:: SOURCE TEXT ::

Jump to content

Recommended Posts

Posted (edited)

Need some advice here...

 

My employer has paid too little PAYE to SARS for the year. They gave me a R5000 travel allowance, thinking it is not taxable and to bring my basic salary down to a lower tax bracket. As you could have predicted, this resulted in me owing SARS thousands of rands.

 

The trouble is that I have been trying to negotiate with my employer for months to adjust the travel allowance as my car is paid off and I don't travel enough business kilometres to justify R5000. She remained adamant that she will pay what she sees fit, based on her accountant's judgment (her elderly mother is the accountant). I am not trained in accounting and in retrospect I should have done further research earlier. I have to add that her mother loaded my income to SARS without the TA, which first had to be rectified through her newly employed accountant. She told the new accountant that I did not keep a logbook throughout the year, which is false. Coincidence?

 

Edit: salary is cost to company based, so they weren't trying to skim on tax expenses.

 

I have told my employer that I am struggling financially because of this error, but she distances herself from it and still demands that I continue to travel to the office for work in December that I can do at home or even discuss over the phone if needed. We travel to clients until November, which I happily do.

:::

REQUIRED TASK A – Select every line in the records that contains the word "collar" and copy each one out.
The forum post and the records are unrelated material.

:: SUPPLIED ENTRIES ::

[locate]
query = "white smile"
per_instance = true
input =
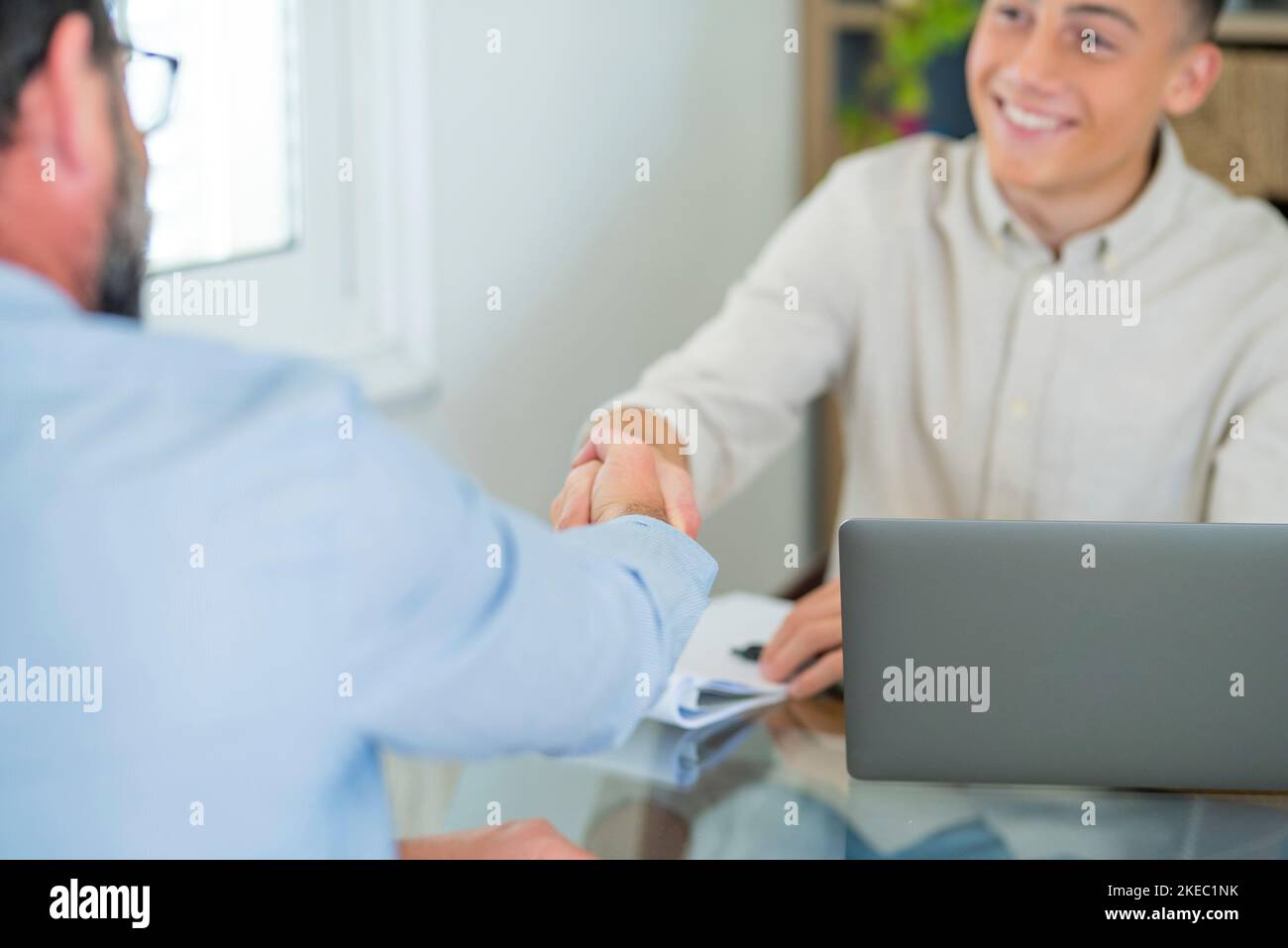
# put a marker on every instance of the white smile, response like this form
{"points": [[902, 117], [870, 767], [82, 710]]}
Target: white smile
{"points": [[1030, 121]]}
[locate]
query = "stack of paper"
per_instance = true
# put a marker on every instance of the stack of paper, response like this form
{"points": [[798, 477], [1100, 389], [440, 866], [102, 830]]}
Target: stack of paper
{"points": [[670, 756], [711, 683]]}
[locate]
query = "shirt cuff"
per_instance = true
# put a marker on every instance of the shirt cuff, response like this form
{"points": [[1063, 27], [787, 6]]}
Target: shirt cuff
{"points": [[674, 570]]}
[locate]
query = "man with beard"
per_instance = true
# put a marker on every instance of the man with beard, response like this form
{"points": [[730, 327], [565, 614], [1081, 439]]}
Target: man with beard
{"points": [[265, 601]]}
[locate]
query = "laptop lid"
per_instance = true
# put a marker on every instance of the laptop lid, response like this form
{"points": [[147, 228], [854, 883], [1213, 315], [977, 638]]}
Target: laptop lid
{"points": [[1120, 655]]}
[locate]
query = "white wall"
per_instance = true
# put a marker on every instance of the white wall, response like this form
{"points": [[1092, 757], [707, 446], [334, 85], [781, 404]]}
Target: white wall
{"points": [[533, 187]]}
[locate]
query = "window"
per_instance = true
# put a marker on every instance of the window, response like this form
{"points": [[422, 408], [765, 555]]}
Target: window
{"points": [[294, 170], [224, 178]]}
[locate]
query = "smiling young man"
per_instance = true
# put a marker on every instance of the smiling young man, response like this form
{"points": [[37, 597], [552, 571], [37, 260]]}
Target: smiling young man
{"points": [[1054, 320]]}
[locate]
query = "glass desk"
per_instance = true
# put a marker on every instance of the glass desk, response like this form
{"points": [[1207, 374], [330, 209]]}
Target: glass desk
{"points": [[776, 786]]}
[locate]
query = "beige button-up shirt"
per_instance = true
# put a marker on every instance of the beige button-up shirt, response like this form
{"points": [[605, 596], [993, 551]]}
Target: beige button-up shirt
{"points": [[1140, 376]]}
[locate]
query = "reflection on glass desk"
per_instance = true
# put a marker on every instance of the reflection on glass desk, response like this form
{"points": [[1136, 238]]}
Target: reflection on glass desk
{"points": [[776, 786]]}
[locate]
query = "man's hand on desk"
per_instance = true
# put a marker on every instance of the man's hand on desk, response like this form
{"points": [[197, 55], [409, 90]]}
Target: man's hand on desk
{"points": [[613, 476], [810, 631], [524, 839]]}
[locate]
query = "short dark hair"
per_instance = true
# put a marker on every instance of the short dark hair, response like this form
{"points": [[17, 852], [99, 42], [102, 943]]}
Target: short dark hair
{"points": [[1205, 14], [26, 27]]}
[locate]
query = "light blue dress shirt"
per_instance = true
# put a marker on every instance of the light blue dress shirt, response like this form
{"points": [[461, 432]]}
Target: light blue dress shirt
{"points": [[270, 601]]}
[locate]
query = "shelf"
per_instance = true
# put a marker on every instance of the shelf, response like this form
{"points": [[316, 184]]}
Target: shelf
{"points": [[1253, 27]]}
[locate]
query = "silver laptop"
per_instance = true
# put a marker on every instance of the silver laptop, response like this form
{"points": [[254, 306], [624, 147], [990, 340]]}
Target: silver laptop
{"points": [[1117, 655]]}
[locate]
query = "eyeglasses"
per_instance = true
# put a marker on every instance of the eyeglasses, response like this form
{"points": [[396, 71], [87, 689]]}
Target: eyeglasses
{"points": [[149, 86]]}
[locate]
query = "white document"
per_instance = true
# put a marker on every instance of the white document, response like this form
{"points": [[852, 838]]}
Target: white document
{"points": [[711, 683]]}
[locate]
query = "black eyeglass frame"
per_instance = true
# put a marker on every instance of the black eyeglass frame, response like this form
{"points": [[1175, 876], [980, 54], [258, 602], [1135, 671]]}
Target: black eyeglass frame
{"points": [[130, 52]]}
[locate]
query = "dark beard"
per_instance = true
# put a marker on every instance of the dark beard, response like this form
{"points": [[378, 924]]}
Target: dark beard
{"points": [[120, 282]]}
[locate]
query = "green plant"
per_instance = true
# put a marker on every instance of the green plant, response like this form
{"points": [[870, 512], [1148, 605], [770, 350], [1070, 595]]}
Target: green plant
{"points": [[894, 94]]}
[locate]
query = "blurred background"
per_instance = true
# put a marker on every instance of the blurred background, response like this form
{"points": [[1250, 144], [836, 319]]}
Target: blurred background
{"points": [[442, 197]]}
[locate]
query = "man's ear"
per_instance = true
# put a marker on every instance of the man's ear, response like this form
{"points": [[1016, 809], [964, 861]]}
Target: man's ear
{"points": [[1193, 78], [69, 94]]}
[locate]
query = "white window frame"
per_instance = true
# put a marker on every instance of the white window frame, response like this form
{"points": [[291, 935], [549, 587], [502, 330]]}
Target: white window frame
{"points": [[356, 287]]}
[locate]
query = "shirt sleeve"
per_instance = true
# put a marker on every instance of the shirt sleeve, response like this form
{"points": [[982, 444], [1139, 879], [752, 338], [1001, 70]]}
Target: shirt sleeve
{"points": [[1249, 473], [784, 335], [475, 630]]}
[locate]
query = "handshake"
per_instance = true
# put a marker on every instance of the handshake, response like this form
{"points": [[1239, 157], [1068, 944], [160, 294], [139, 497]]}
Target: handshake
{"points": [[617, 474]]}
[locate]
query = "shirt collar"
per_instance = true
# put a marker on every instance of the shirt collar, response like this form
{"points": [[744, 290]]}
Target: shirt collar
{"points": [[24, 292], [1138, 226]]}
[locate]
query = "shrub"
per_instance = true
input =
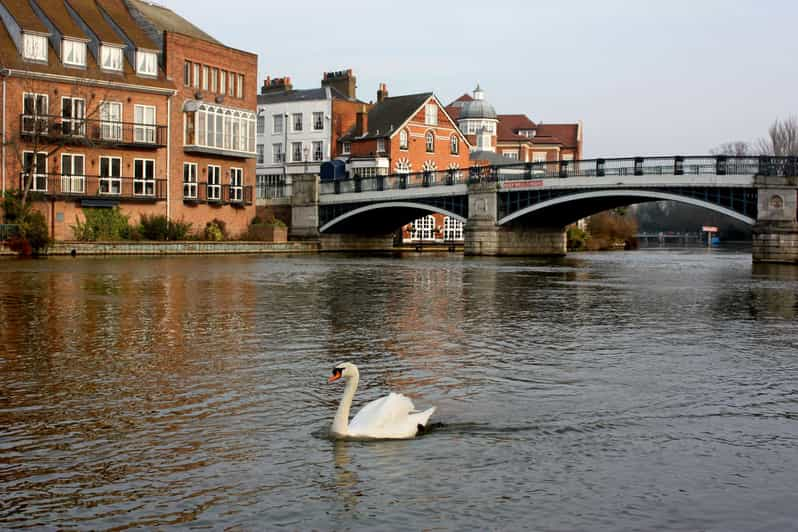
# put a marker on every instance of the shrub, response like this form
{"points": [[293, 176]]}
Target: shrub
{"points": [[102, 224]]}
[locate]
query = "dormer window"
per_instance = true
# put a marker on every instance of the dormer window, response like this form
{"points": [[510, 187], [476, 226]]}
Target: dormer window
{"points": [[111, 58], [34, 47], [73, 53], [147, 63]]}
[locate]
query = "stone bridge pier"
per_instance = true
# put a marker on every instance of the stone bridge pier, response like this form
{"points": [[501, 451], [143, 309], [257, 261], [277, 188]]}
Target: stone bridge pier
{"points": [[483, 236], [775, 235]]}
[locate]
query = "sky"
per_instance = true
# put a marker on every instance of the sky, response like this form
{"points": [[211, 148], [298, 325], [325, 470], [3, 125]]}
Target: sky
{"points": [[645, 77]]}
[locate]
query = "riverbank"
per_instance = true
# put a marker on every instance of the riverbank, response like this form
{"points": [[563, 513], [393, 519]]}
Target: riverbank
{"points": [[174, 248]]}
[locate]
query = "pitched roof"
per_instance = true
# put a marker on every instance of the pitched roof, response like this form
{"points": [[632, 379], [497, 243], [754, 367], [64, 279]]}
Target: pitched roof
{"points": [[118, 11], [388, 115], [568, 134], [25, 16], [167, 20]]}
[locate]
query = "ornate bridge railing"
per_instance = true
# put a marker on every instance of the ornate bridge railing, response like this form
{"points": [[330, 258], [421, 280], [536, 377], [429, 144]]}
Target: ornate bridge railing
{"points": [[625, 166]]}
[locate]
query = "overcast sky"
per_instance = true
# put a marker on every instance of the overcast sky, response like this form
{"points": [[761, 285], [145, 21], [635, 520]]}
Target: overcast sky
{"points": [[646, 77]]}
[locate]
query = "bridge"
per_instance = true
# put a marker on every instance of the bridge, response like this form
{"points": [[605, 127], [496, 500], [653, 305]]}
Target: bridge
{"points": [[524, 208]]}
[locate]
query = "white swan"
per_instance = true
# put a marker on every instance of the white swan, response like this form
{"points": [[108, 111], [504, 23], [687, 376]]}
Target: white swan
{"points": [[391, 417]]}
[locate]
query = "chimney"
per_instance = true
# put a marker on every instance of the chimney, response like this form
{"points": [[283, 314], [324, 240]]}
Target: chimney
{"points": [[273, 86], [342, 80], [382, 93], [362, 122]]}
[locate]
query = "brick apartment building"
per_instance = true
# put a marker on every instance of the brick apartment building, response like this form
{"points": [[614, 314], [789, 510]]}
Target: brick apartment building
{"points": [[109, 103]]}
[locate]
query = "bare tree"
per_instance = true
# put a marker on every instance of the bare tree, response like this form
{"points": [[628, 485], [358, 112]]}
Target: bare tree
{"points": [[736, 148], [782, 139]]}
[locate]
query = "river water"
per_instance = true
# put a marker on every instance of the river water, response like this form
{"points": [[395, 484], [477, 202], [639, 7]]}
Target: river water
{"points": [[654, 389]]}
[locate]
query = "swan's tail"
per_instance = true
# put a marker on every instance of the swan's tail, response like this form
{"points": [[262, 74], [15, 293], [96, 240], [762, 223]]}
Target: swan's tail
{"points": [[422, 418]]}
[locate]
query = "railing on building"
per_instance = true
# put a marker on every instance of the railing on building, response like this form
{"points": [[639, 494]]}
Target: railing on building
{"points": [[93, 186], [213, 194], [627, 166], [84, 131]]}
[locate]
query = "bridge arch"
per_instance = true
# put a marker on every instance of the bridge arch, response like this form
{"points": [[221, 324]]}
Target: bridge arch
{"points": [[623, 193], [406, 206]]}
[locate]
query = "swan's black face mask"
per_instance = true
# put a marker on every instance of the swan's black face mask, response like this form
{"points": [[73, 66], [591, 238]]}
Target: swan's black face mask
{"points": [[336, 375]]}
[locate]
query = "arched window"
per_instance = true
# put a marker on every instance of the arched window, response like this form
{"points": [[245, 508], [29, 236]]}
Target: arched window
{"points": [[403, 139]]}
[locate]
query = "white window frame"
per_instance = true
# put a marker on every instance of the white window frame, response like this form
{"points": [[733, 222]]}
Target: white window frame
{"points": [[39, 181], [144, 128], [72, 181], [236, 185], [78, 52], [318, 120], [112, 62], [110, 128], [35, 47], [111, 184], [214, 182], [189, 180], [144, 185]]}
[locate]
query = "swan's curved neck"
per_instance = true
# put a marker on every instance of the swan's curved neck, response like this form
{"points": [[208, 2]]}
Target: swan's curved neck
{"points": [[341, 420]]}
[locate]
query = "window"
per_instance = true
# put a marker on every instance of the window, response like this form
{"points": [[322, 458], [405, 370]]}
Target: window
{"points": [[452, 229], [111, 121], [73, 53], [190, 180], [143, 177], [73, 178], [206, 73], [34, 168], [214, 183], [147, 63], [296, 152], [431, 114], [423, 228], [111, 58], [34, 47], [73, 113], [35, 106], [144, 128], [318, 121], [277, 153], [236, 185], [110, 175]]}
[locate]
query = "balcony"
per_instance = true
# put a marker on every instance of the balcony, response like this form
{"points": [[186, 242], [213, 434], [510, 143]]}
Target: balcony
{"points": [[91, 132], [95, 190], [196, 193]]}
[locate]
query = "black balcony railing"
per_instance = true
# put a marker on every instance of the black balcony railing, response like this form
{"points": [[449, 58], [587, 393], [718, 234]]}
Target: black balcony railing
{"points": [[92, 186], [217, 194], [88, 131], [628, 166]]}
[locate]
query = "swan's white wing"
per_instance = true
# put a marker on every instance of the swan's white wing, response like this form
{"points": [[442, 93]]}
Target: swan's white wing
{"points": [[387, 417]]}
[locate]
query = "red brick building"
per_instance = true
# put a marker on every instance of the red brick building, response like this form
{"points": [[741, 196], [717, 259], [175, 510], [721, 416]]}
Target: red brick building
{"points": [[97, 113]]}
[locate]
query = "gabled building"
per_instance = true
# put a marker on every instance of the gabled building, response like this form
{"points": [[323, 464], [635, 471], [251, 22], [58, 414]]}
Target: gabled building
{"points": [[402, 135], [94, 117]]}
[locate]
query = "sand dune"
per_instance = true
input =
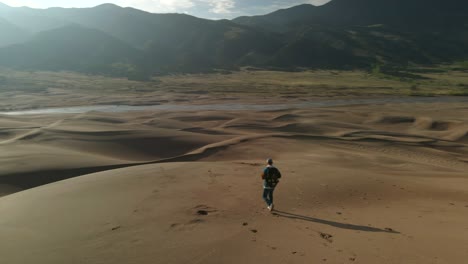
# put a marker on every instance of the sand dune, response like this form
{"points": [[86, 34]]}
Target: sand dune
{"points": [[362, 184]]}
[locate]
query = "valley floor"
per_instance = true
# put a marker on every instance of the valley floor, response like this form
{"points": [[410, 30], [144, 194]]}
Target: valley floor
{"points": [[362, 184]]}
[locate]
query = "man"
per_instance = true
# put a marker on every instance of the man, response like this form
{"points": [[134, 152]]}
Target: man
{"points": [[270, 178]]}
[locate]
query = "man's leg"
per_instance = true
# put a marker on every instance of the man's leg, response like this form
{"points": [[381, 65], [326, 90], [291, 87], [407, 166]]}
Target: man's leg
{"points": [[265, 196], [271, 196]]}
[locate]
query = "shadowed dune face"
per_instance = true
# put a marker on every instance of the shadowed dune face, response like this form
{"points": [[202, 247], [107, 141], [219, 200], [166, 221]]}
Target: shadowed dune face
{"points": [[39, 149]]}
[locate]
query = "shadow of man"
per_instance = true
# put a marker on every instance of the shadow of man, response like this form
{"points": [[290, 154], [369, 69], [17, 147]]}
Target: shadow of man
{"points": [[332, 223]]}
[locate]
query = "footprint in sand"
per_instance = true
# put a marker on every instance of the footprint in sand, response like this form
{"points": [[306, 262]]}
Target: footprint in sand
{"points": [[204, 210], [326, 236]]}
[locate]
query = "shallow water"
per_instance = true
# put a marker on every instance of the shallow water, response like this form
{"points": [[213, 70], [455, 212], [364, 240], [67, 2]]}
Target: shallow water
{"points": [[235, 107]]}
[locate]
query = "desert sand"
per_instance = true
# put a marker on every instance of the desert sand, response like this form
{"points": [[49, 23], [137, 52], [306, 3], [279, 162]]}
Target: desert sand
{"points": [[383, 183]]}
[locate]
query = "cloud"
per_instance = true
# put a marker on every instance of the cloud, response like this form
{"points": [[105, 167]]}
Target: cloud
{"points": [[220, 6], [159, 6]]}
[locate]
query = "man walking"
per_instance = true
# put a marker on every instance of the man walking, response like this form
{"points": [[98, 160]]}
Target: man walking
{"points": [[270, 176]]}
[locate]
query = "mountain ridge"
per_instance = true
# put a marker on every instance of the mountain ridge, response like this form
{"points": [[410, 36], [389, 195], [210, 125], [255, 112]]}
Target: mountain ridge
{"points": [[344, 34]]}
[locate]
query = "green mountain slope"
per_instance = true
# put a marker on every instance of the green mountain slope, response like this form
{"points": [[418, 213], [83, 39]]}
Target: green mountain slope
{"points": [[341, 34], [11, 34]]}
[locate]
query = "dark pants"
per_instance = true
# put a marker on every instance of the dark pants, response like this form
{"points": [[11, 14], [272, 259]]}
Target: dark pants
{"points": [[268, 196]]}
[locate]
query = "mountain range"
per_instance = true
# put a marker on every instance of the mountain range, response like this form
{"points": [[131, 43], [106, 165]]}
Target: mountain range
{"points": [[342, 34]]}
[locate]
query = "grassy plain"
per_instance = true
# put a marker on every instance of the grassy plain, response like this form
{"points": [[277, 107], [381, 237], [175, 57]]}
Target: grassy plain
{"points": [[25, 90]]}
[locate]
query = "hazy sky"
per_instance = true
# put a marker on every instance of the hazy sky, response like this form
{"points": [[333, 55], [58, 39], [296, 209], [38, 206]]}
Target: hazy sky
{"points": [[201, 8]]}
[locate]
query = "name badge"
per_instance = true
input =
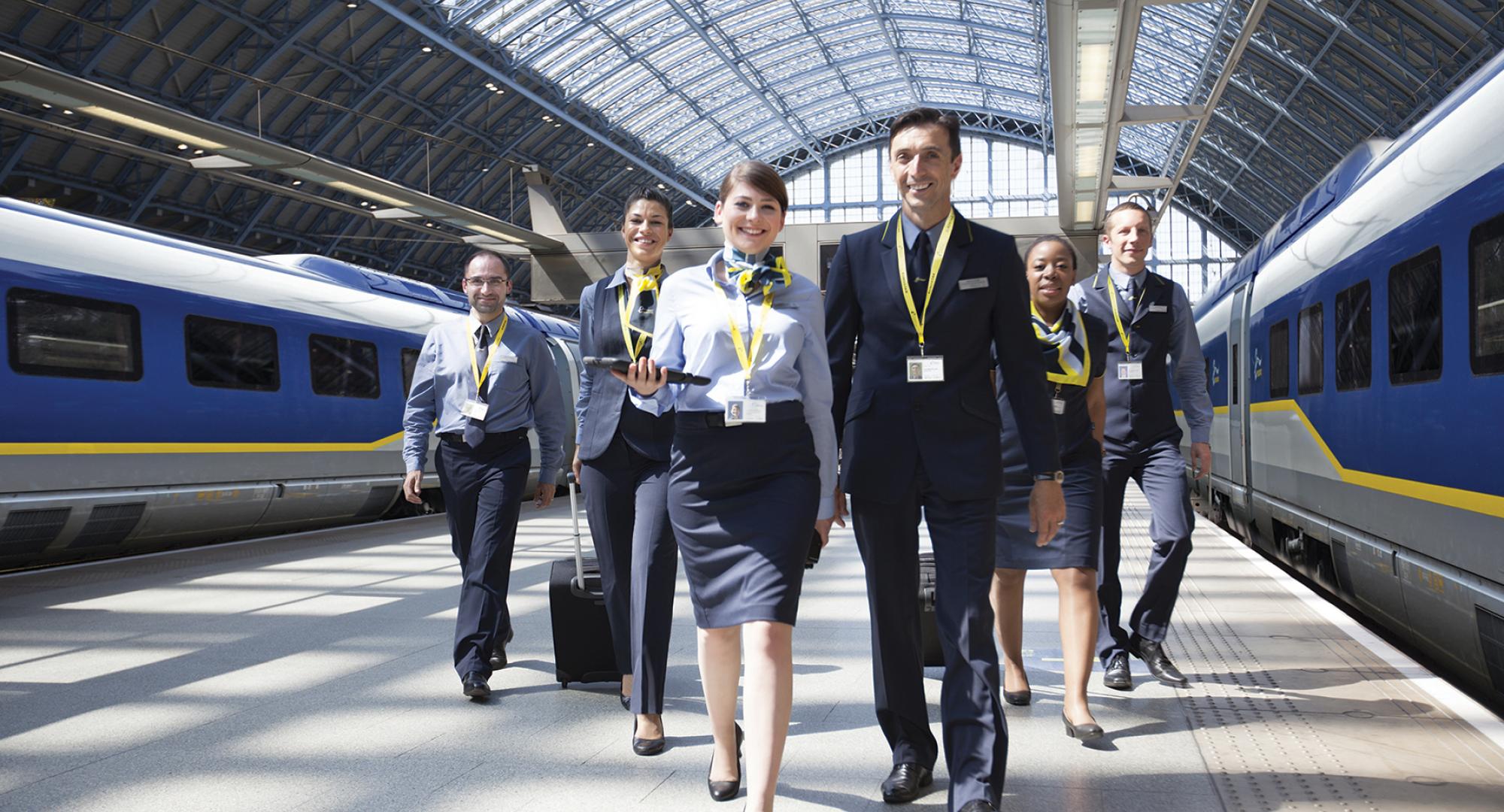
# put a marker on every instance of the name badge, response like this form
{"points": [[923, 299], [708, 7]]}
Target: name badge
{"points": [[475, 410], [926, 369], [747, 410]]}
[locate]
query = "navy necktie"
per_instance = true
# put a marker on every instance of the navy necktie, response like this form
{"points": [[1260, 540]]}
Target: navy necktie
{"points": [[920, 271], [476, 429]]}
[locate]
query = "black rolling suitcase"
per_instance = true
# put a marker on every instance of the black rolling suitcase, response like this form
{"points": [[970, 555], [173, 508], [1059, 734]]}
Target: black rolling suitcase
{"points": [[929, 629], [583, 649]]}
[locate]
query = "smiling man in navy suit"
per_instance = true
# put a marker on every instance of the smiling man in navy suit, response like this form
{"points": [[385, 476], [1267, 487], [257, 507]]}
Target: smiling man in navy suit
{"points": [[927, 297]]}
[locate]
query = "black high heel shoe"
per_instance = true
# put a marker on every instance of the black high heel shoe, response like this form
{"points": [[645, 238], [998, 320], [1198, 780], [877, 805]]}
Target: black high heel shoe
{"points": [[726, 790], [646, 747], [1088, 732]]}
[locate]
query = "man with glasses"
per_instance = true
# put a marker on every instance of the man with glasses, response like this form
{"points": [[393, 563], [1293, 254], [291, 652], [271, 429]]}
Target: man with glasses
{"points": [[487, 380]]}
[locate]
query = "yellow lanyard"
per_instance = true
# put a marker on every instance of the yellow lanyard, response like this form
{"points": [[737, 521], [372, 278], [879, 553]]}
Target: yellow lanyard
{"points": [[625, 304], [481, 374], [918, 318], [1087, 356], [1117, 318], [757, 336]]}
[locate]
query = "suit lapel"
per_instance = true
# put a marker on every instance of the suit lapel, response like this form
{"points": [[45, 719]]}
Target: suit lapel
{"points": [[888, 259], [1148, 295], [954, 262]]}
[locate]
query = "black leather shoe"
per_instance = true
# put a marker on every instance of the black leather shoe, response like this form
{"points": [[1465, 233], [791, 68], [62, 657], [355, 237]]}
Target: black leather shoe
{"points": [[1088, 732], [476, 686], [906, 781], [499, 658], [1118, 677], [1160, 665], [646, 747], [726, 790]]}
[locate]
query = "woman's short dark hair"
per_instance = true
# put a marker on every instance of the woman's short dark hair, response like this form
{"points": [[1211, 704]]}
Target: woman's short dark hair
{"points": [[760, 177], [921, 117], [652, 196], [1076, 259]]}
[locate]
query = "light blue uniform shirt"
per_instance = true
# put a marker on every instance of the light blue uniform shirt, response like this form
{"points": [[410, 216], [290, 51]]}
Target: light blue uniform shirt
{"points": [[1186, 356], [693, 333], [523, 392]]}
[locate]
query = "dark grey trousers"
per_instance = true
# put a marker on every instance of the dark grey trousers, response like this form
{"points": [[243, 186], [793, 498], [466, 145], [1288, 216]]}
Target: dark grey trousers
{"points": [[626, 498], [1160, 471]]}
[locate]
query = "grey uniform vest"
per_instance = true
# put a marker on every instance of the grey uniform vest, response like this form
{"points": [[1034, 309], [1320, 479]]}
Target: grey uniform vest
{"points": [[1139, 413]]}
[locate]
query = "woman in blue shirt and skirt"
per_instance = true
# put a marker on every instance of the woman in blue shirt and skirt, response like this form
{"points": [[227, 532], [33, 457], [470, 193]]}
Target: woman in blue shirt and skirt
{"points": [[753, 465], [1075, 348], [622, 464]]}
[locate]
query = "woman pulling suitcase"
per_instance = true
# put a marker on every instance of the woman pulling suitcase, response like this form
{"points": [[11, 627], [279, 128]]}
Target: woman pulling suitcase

:::

REQUIRED TASK B – Set down the forum post's wording between "The trouble is" and "is false. Coincidence?", inclusive, without any changes.

WRITTEN ANSWER A –
query = "shirt collar"
# put a marker on every instance of the shirt collar, response like this form
Target: shirt collar

WRITTEN ANSWER B –
The trouble is that I have been trying to negotiate with my employer for months to adjust the travel allowance as my car is paid off and I don't travel enough business kilometres to justify R5000. She remained adamant that she will pay what she sees fit, based on her accountant's judgment (her elderly mother is the accountant). I am not trained in accounting and in retrospect I should have done further research earlier. I have to add that her mother loaded my income to SARS without the TA, which first had to be rectified through her newly employed accountant. She told the new accountant that I did not keep a logbook throughout the year, which is false. Coincidence?